## Your objective
Copy the material word for word from its beginning through the line that contains "positive clicks: (181, 168)", and omit the pictures.
╭─ Dataset content
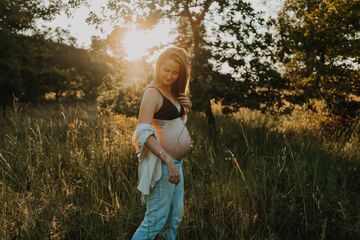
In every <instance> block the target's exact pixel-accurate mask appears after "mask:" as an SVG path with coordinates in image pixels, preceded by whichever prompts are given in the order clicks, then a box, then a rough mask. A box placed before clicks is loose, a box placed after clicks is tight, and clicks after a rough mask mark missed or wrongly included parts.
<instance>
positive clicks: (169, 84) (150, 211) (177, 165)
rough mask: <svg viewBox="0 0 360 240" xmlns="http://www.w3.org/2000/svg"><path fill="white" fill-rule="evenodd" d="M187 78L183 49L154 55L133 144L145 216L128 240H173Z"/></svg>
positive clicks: (181, 168)
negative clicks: (159, 236)
mask: <svg viewBox="0 0 360 240" xmlns="http://www.w3.org/2000/svg"><path fill="white" fill-rule="evenodd" d="M189 79H190V68H189V63H188V59H187V53H186V51H185V50H184V49H182V48H177V47H171V48H168V49H166V50H165V51H163V52H162V53H161V54H160V56H159V57H158V59H157V61H156V63H155V77H154V80H153V82H152V83H151V84H150V85H149V86H147V87H146V88H145V91H144V95H143V98H142V101H141V105H140V111H139V118H138V125H137V128H136V131H135V134H134V138H135V139H134V140H135V141H136V147H137V152H138V153H139V155H138V156H139V169H138V171H139V185H138V189H139V190H140V191H141V192H142V194H143V195H142V196H143V201H144V202H145V204H146V212H145V217H144V219H143V221H142V222H141V224H140V226H139V227H138V229H137V230H136V232H135V234H134V236H133V238H132V239H135V240H140V239H141V240H143V239H154V238H155V237H156V236H158V235H159V234H161V235H163V234H164V235H165V236H166V239H176V232H177V228H178V226H179V224H180V221H181V218H182V216H183V213H184V177H183V170H182V161H181V159H182V158H183V157H184V156H185V155H186V154H187V153H188V152H189V150H190V144H191V138H190V135H189V132H188V130H187V128H186V126H185V123H186V120H187V113H188V112H189V110H190V108H191V101H190V99H189V98H188V96H187V92H188V85H189Z"/></svg>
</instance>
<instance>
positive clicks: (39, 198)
mask: <svg viewBox="0 0 360 240" xmlns="http://www.w3.org/2000/svg"><path fill="white" fill-rule="evenodd" d="M317 119H318V117H317V116H313V117H311V116H309V115H301V116H300V115H299V116H297V117H292V118H291V117H288V118H282V119H275V118H272V117H270V116H266V115H262V114H260V113H257V112H251V111H247V110H242V111H240V112H238V113H236V114H233V115H229V116H225V115H222V114H220V113H216V121H217V129H218V134H219V136H218V138H217V142H216V144H214V143H213V142H212V141H211V140H209V139H208V137H207V136H206V120H205V116H204V115H203V114H201V113H192V114H191V115H190V117H189V121H188V128H189V131H190V133H191V135H192V138H193V149H192V150H191V152H190V153H189V155H188V156H187V158H186V159H184V172H185V181H186V182H185V189H186V190H185V191H186V194H185V216H184V219H183V222H182V224H181V227H180V229H179V233H178V239H360V174H359V172H360V171H359V164H360V136H359V134H360V125H359V124H358V125H354V126H351V127H349V128H351V129H350V130H351V132H352V134H350V135H349V134H347V135H346V136H344V135H343V134H342V133H341V132H337V133H336V132H335V133H329V132H328V131H326V130H320V128H318V127H317V125H316V124H315V125H314V123H315V122H316V121H317ZM135 124H136V119H135V118H129V117H125V116H113V115H112V116H105V115H101V114H98V112H97V109H96V106H94V105H82V104H76V105H72V106H66V105H65V106H63V105H55V104H54V105H49V106H38V107H36V106H31V107H30V106H19V105H15V106H14V109H13V110H12V112H11V113H10V114H8V116H7V117H6V118H1V120H0V134H1V138H0V191H1V192H0V205H1V206H2V208H1V216H0V226H1V228H0V239H130V238H131V236H132V234H133V232H134V231H135V229H136V228H137V226H138V224H139V223H140V221H141V219H142V217H143V213H144V206H142V205H141V201H140V194H139V192H138V191H137V190H136V183H137V158H136V155H135V151H134V148H133V146H132V144H131V136H132V133H133V130H134V128H135Z"/></svg>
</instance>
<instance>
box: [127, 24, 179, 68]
mask: <svg viewBox="0 0 360 240" xmlns="http://www.w3.org/2000/svg"><path fill="white" fill-rule="evenodd" d="M172 29H173V26H172V24H171V23H170V22H169V21H164V22H162V23H160V24H158V25H156V26H155V27H154V28H153V29H151V30H148V31H144V30H139V29H136V28H135V29H132V30H130V31H128V32H127V33H126V35H125V37H124V39H123V41H122V44H123V47H124V50H125V52H126V55H127V59H128V60H130V61H134V60H137V59H139V58H141V57H143V56H145V54H146V50H148V49H149V48H151V47H155V46H159V45H168V44H170V43H171V42H173V41H174V40H175V37H176V34H175V33H173V32H172Z"/></svg>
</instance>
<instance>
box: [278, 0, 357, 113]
mask: <svg viewBox="0 0 360 240" xmlns="http://www.w3.org/2000/svg"><path fill="white" fill-rule="evenodd" d="M359 18H360V3H359V1H353V0H346V1H337V0H334V1H310V0H297V1H294V0H288V1H286V2H285V5H284V8H283V9H282V11H281V12H280V14H279V19H278V31H279V34H280V42H279V46H278V47H279V59H281V61H282V62H283V64H284V67H285V77H286V78H287V79H288V81H289V87H290V89H289V90H290V91H289V94H284V95H285V96H284V97H285V98H286V99H287V100H288V101H290V102H292V103H295V104H299V103H300V104H301V103H304V102H305V103H309V101H312V100H313V99H320V100H325V102H326V103H327V105H328V108H329V109H330V110H331V112H332V113H333V114H335V115H337V116H340V117H341V118H343V119H347V118H354V117H355V116H356V115H357V114H358V112H359V109H360V102H359V101H357V100H354V99H353V97H354V96H360V88H359V86H360V70H359V65H358V64H359V54H360V52H359V49H360V40H359V32H360V22H359ZM309 105H310V103H309Z"/></svg>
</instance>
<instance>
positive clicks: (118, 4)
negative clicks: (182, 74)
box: [96, 0, 279, 129]
mask: <svg viewBox="0 0 360 240" xmlns="http://www.w3.org/2000/svg"><path fill="white" fill-rule="evenodd" d="M108 2H109V4H108V6H109V7H110V9H111V10H113V11H114V14H113V16H116V18H115V19H113V20H114V21H113V22H114V23H115V24H129V22H131V21H133V22H138V23H139V24H140V25H141V26H143V27H149V26H152V25H154V24H155V23H156V22H159V21H161V19H163V18H168V19H172V20H175V21H176V22H178V24H179V33H180V34H181V36H180V38H179V39H178V42H177V43H178V45H180V46H184V47H186V49H187V50H188V51H189V52H190V53H191V55H192V69H193V81H192V82H191V84H190V87H191V89H192V91H193V92H195V91H196V93H195V94H194V96H193V101H194V107H195V108H196V109H198V110H201V111H205V112H206V115H207V118H208V124H209V126H210V128H212V129H215V127H214V126H215V120H214V116H213V113H212V109H211V104H210V100H211V99H212V98H215V99H217V100H219V101H222V103H223V104H224V105H225V111H227V110H226V109H232V110H236V109H238V108H239V106H240V105H241V104H242V103H243V101H244V99H247V97H248V96H249V94H250V96H251V94H252V95H256V96H257V98H254V100H253V101H259V102H266V101H268V98H269V96H270V95H271V94H273V93H274V92H275V91H272V90H271V89H270V90H269V88H270V85H271V84H273V83H274V82H275V81H274V80H273V79H271V80H269V77H268V76H267V75H266V74H267V73H268V72H271V75H270V77H275V78H276V79H278V78H279V75H278V74H276V71H274V69H272V68H271V67H270V63H265V62H266V59H265V54H263V55H262V54H261V53H260V51H263V50H264V47H265V46H266V45H265V44H263V43H261V39H258V41H256V43H253V44H250V43H249V44H248V43H245V42H244V41H243V40H244V38H239V37H241V35H239V34H236V31H243V30H244V29H245V31H248V32H252V33H254V34H253V35H254V36H256V37H259V36H261V37H262V39H264V38H265V37H266V36H265V35H261V34H257V33H256V32H257V30H256V28H255V25H256V24H260V25H262V20H261V19H260V18H259V17H258V16H257V15H256V14H255V11H254V10H253V9H252V8H251V6H250V4H249V3H245V2H244V1H212V0H202V1H199V0H197V1H195V0H194V1H178V0H177V1H164V0H157V1H136V2H132V4H128V2H127V1H120V2H119V1H112V0H109V1H108ZM225 9H227V11H228V12H229V13H230V15H228V16H226V14H224V13H223V12H222V11H223V10H225ZM238 13H239V14H241V15H242V16H244V17H249V18H250V21H249V22H245V21H244V22H243V21H241V20H239V21H236V23H235V24H240V25H241V27H238V26H235V25H232V24H234V21H232V22H231V20H233V18H234V17H235V16H236V15H237V14H238ZM216 14H220V15H221V16H222V17H223V18H224V19H223V22H221V24H222V27H220V28H218V29H217V30H219V31H223V32H224V31H228V32H231V35H232V36H233V37H235V38H236V41H239V42H240V44H239V45H238V46H237V47H238V48H237V49H240V48H241V54H239V55H238V56H241V58H242V59H244V58H246V52H251V53H253V55H254V56H255V57H256V58H254V59H253V60H252V61H251V62H250V63H249V64H251V66H250V67H248V68H247V70H249V69H251V72H250V73H247V74H248V75H247V76H243V78H244V79H246V80H245V81H242V80H241V79H239V78H236V77H235V76H234V75H233V74H221V73H220V72H219V69H217V68H216V67H213V66H212V64H211V63H210V62H209V61H208V60H210V59H211V60H213V62H214V61H215V62H216V63H218V65H219V63H226V62H228V63H229V62H230V64H229V65H230V66H231V67H233V68H234V69H238V65H239V64H241V61H237V62H236V61H232V56H230V55H227V56H224V57H222V51H223V50H224V49H227V50H230V49H231V48H232V47H233V46H231V44H230V42H229V43H227V44H221V36H220V35H217V36H216V40H214V41H209V40H208V39H207V38H206V37H207V35H214V34H215V33H214V32H215V31H216V30H214V31H211V30H210V31H209V30H208V29H206V25H207V24H208V23H209V21H211V17H213V16H215V15H216ZM117 16H123V18H122V19H119V18H118V17H117ZM231 16H232V17H231ZM96 19H97V18H96ZM140 20H141V21H140ZM142 23H150V24H142ZM247 40H249V39H247ZM255 40H256V39H254V41H255ZM267 40H268V42H269V41H271V38H267ZM268 42H266V43H268ZM235 49H236V48H235ZM262 57H263V58H262ZM254 75H257V77H254ZM241 81H242V82H243V83H241ZM256 81H257V82H256ZM255 82H256V83H255ZM225 88H226V90H225V91H224V89H225ZM265 88H266V90H263V89H265ZM249 91H250V93H248V92H249ZM225 93H226V94H225ZM270 93H271V94H270ZM225 95H226V96H225ZM250 96H249V97H250ZM249 102H250V101H248V103H249ZM228 106H231V107H230V108H229V107H228ZM246 106H252V107H253V108H256V107H260V106H262V105H261V104H259V103H258V104H252V105H251V104H246Z"/></svg>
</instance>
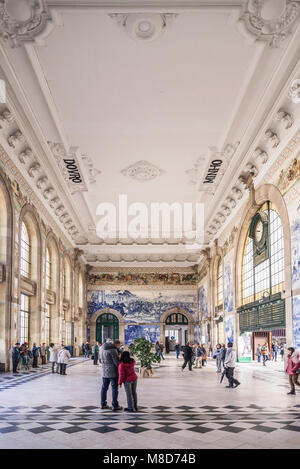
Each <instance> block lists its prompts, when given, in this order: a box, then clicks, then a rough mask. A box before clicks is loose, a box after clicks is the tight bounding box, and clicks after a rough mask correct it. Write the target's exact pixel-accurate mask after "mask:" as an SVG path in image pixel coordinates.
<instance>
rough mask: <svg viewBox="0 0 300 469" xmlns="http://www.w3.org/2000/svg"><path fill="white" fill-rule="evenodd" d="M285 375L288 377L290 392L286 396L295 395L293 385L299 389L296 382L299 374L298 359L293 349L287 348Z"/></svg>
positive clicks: (294, 386) (298, 358)
mask: <svg viewBox="0 0 300 469" xmlns="http://www.w3.org/2000/svg"><path fill="white" fill-rule="evenodd" d="M285 371H286V373H287V374H288V376H289V383H290V387H291V390H290V392H288V394H296V390H295V385H296V386H299V387H300V383H299V382H298V378H299V373H300V357H299V355H298V356H297V355H296V353H295V349H294V347H289V348H288V354H287V367H286V370H285Z"/></svg>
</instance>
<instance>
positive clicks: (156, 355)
mask: <svg viewBox="0 0 300 469" xmlns="http://www.w3.org/2000/svg"><path fill="white" fill-rule="evenodd" d="M152 346H153V345H152V344H151V342H149V341H148V340H146V339H145V337H140V338H139V339H136V340H135V341H134V342H133V343H132V344H130V345H129V349H130V351H131V353H132V354H133V355H135V356H136V358H137V359H138V360H140V363H141V365H140V374H141V376H142V377H143V378H146V377H147V378H150V377H151V376H152V375H153V369H152V363H160V360H161V359H160V357H159V356H158V355H157V354H156V353H153V352H152V351H151V349H152Z"/></svg>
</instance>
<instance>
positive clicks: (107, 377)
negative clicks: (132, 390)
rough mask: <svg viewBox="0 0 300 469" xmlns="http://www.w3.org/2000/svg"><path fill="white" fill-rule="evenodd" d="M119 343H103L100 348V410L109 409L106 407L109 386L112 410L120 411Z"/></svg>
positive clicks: (114, 342) (116, 341)
mask: <svg viewBox="0 0 300 469" xmlns="http://www.w3.org/2000/svg"><path fill="white" fill-rule="evenodd" d="M119 347H120V341H119V340H115V341H114V342H112V341H110V342H105V344H103V345H102V347H101V348H100V361H101V364H102V383H103V384H102V388H101V409H109V408H110V407H109V406H108V405H107V391H108V388H109V384H111V389H112V410H122V407H120V406H119V402H118V378H119V370H118V368H119V354H118V348H119Z"/></svg>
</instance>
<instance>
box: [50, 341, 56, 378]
mask: <svg viewBox="0 0 300 469" xmlns="http://www.w3.org/2000/svg"><path fill="white" fill-rule="evenodd" d="M49 351H50V357H49V361H50V363H51V366H52V373H55V371H54V367H55V364H58V349H57V347H55V345H54V344H53V343H51V344H50V348H49ZM57 372H58V371H57Z"/></svg>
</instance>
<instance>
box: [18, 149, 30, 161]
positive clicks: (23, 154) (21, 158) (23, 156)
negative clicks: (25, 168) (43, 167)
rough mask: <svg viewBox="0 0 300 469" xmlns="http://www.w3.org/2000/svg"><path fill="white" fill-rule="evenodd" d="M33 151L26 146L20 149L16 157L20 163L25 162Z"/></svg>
mask: <svg viewBox="0 0 300 469" xmlns="http://www.w3.org/2000/svg"><path fill="white" fill-rule="evenodd" d="M32 155H33V153H32V150H31V148H29V147H27V148H26V149H25V150H24V151H22V152H21V153H20V154H19V156H18V158H19V160H20V162H21V163H22V164H25V163H26V161H28V160H29V159H30V158H31V157H32Z"/></svg>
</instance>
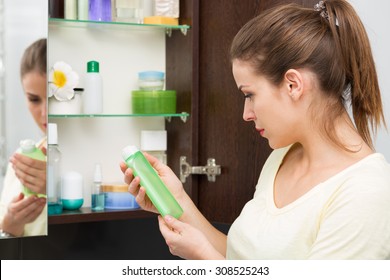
╰─
## Solution below
In every <instance> block the target's exact pixel-accurate mask appears after "mask:" as an SVG path with coordinates in image pixels, preceded by whichever prompts are given in the order clicks, then a box, then a rough mask. A box placed before clicks is loose, a box placed after clicks is tight, and clicks after a rough mask mark missed or wrongly included parts.
<instance>
positive clicks: (169, 84) (150, 211) (177, 165)
rough mask: <svg viewBox="0 0 360 240" xmlns="http://www.w3.org/2000/svg"><path fill="white" fill-rule="evenodd" d="M187 78L183 49L154 55L133 144L145 216L128 240H173Z"/></svg>
positive clicks: (181, 168)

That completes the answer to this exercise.